Referring expression data:
#####
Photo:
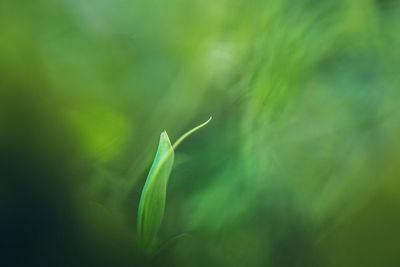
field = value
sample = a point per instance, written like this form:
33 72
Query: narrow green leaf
152 201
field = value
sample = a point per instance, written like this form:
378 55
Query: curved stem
183 137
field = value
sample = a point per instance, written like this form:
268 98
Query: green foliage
152 200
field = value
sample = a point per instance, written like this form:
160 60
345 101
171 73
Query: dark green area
299 167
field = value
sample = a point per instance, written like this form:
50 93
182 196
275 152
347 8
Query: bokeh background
299 166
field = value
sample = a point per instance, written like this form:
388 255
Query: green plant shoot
152 200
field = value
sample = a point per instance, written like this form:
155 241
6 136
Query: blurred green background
299 166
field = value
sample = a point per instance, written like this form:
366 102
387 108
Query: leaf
152 201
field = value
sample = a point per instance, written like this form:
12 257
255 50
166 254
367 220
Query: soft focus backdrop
299 167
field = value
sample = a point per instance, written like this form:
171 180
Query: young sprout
152 200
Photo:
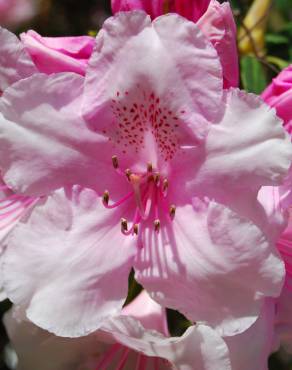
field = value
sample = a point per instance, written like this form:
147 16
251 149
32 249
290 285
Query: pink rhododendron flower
219 26
191 10
58 54
214 19
163 151
14 12
136 339
21 59
279 95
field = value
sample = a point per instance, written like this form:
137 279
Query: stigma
149 189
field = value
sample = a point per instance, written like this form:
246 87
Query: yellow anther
136 229
105 197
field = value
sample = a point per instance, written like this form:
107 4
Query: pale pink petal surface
218 25
191 9
14 12
38 349
167 67
51 146
58 54
279 95
152 7
15 62
206 254
76 266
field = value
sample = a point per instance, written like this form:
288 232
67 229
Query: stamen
124 225
156 363
128 173
165 185
144 211
115 162
157 225
105 198
172 211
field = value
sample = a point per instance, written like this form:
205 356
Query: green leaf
253 75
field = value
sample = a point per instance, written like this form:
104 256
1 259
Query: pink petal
279 94
38 349
153 7
13 12
248 148
67 264
148 312
199 345
191 9
45 144
134 57
212 265
219 27
58 54
251 349
15 62
283 323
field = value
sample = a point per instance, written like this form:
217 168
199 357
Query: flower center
119 355
150 192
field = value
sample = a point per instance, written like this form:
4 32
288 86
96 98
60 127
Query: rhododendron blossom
214 19
136 339
20 60
14 12
150 164
192 9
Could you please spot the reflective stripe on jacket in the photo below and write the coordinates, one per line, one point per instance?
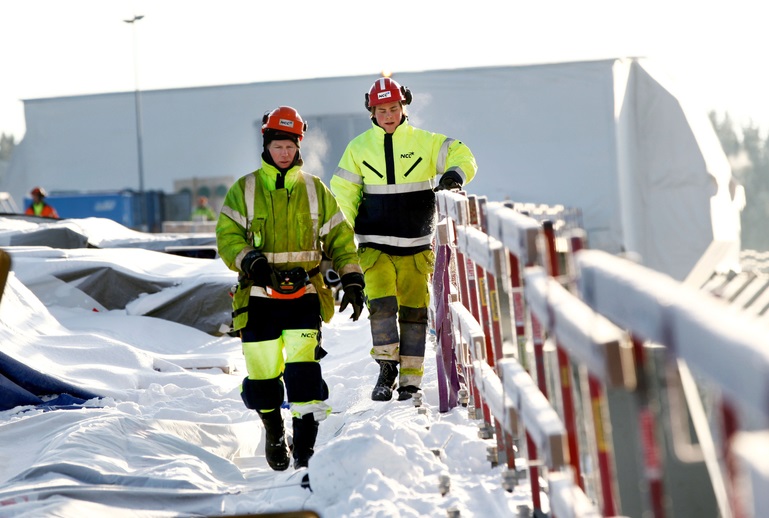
(290, 226)
(41, 209)
(384, 183)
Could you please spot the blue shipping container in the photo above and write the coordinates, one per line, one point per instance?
(117, 206)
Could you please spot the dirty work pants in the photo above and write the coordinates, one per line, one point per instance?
(281, 343)
(398, 297)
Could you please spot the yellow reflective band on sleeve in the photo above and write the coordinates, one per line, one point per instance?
(264, 360)
(300, 345)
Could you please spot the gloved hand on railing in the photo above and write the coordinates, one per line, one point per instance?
(255, 266)
(352, 284)
(449, 181)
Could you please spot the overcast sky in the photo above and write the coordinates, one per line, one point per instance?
(52, 48)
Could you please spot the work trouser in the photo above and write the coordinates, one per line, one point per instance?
(281, 344)
(398, 297)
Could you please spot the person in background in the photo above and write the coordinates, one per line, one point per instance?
(202, 211)
(385, 185)
(39, 207)
(274, 228)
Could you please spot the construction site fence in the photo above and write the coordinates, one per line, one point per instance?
(609, 388)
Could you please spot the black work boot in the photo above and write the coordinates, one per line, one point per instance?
(407, 392)
(275, 447)
(305, 433)
(388, 372)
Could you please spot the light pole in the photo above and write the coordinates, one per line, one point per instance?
(138, 110)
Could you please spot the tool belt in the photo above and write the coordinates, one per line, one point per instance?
(287, 284)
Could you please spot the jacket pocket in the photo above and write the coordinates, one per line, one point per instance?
(368, 257)
(425, 262)
(257, 231)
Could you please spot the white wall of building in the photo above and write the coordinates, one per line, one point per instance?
#####
**Requirement**
Using the data above, write out every line exactly, leaving the images behind.

**Reply**
Photo:
field = value
sample = a point per instance, written like this form:
33 72
Query: narrow green leaf
152 201
field = value
sample = a point per instance, written like this form:
378 55
Query: curved stem
183 137
field = value
sample = a point per instance, written like this form:
268 98
Query: green foliage
152 200
field = value
sample = a point per instance, written like this form:
160 60
345 101
171 73
Query: dark green area
299 167
field = value
sample = a point per instance, written like this form:
50 93
182 196
275 152
347 8
Query: bokeh background
299 166
field = value
sample = a point per instance, written like this form:
388 255
Query: green plant shoot
152 200
field = value
sample = a point per instance, written like this form:
155 241
6 136
Query: blurred green background
299 166
field = value
sample = a point per instance, written like this form:
366 102
387 108
Query: leaf
152 201
field = value
sample = a point per instance, written like this form:
12 257
255 50
166 254
367 220
Query: soft focus backdrop
299 167
field = value
sample = a point per instance, written like this form:
171 180
Query: young sprout
152 200
Photo:
field = value
sample = a point per instance, written like this form:
147 16
251 149
32 249
290 285
Query: pink rhododendron flower
219 26
191 10
58 54
214 19
163 151
14 12
136 339
21 59
279 95
field = value
sample = a point per instance, written like this form:
137 279
Query: stigma
149 189
field = value
sample = a point per instance, written like this form:
246 87
Query: yellow anther
136 229
105 197
field = value
sample = a point per instance, written like this form:
107 4
Query: pale pink petal surface
218 25
191 9
14 12
38 349
167 67
51 146
58 54
279 95
152 7
15 62
206 254
76 266
field = value
sample = a point per instance, written like this form:
288 232
67 229
Query: stamen
124 225
156 363
128 173
165 185
144 211
115 162
157 225
105 198
172 211
field = value
sample = a point per instance, written like this form:
205 356
Query: green leaf
253 75
field = value
sample = a point per instance, written like this form:
104 256
1 259
Query: pink petal
279 94
38 349
153 7
13 12
248 148
67 264
148 312
199 345
191 9
45 144
134 57
212 265
219 27
58 54
251 349
15 62
283 323
field = value
sample = a point per instance, written like this form:
217 168
199 357
Query: flower center
119 355
150 192
field = value
sample = a point per instance, written like this form:
4 32
288 86
96 98
60 127
Query: rhododendron blossom
214 19
136 339
20 60
14 12
150 164
192 9
Could you please spot the reflective stripe on jacket in the photo below and write the coordinates, one per line, one point per instance?
(290, 226)
(41, 209)
(384, 183)
Could you please spot the blue shipping container in the photo above and write the coordinates, one per line, one point per instance?
(117, 206)
Could you please spot the dirty work pants in the photo above and write the coordinates, one per line, one point per instance?
(281, 343)
(398, 297)
Could you please spot the yellow reflective band on sleeve in the photo above and write the coordinates, one per line, one point per instance?
(264, 360)
(300, 345)
Could you please spot the gloved hand on railing in the photo above and write the coordinates, one per line, one point per instance?
(255, 266)
(352, 284)
(449, 181)
Could you please spot the overcast sky in the photo above and write the coordinates, one per line, one point per instance?
(52, 48)
Could you please spot the work trouser in the photo above and write the coordinates, one per line, one point per instance?
(281, 344)
(398, 297)
Could you please spot the person in background in the photo above and write the coordinates, one per line, one point per instance?
(202, 211)
(385, 185)
(39, 207)
(274, 228)
Could you please spot the construction site fence in the photo above and write the coordinates, one per line, one point per instance?
(609, 388)
Could you please spot the black work boot in the photo above and write the coordinates, one per line, one point per instance?
(407, 392)
(275, 447)
(305, 433)
(388, 372)
Could you please spot the light pole in the photo above and write the coordinates, one per line, one point per instance?
(138, 110)
Could you please spot the tool belt in the photo above and write the coordinates, one per line, one point per instance?
(287, 284)
Could you please spot the jacket pocket in the photo above and write the coordinates, one per line, one point per instance?
(368, 257)
(425, 262)
(257, 231)
Could you please spot the white wall of building in the photo above and write the coordinates, one per line, one point per instance?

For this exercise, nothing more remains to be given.